* Goal 1 *
Arrange the entries below as a numbered list, using only the lines from the start of the entries through the line that holds "Query: concrete step", inclusive, with blank lines left out.

╭─ Passage given

Let me start the picture parade with some shots of the ironing:

Bundle of photo paper and blank PCB I set the iron on medium (i've actually opened it up and took out the heat selection knob, so you cannot even change it) Prepare your workstation! Place the iron onto the board and leave it for Three minutes to pre-heat the toner and board Apply FIRM but EVEN pressure across the whole board. Move the iron around slowly and try to move it in the direction of traces to limit the amount of 'squeeze out' you get on thicker traces. You'll know when you're done when you can see the traces through the back of the photo paper Use "Steamin' HOT" water and fill a container enough to cover the board. Let sit for 5-10 minutes to allow the paper to soak through. Start peeling off the paper backing -- don't be afraid to use some force, the toner isn't going anywhere. Finished cleaning off the paper Inspect the toner to ensure proper coverage and be on the look out for bridges or breaks (lower left area) Repair any problems by scraping away toner with a sharp tool or using an etch resist pen (or Sharpie brand permanent marker). Get your supplies ready to etch... Remember, it's always better to be safe than sorry! Use a 'double boiler' type of setup, with "Steamin' HOT" water in the outer container, and the etchant in the inner (Ferric Chloride in my case -- yucky stuff!) Dump the board into the FeCL and agitate the mixture to ensure good etching. It took about 25 minutes for this board, but the etchant was used a few times already (time to dispose of safely and refill!) Etched Board! Get your acetone ready to clean off the toner from the traces Clean board! Close up of repairs from earlier Get your drill bits ready. Ready to drill!

Stay tuned for more pics!

Something to note: Don't put the ferric chloride in any metal container, or use any metal instruments, or dump it down a metal sink or metal pipes (not that you should do the last two at all!). Ferric chloride will eat up all that stuff, and it stains badly - really bad stuff.

Oh for sure for sure! I did link to th MG FAQ on disposal, however I will quote their page here to make sure the information gets out there... It's beyond simple to make it safe to dispose, but if it's not done, it can wreak so very much havoc on the environment... Copper Ions are NOT mother natures friend!

╰─
╭─ Data provided

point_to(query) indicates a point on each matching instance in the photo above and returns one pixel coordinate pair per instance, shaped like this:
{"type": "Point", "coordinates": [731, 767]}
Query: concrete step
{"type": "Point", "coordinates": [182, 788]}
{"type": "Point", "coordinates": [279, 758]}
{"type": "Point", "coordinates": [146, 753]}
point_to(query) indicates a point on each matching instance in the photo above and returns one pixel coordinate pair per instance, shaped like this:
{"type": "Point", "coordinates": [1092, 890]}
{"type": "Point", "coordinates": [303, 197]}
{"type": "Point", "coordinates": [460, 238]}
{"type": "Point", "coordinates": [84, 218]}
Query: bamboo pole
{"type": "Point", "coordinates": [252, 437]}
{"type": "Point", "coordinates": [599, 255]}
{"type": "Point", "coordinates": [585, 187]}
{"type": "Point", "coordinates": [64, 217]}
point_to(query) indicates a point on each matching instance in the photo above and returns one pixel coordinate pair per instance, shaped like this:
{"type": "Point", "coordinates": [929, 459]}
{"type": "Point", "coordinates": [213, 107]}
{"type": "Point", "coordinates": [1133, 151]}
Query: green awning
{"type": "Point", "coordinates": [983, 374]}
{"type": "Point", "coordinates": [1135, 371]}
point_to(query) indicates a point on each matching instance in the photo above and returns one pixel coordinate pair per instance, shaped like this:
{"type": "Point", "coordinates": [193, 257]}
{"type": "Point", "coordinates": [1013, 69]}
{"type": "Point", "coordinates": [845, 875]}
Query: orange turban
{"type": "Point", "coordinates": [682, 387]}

╰─

* Goal 2 *
In the post on making a circuit board, how long did the board take to etch?

* Solution 1 *
1. point_to(query) indicates a point on each matching instance in the photo above and returns one pixel coordinate pair per instance, shaped like this:
2. {"type": "Point", "coordinates": [731, 767]}
3. Query: concrete step

* Solution 2 *
About 25 minutes.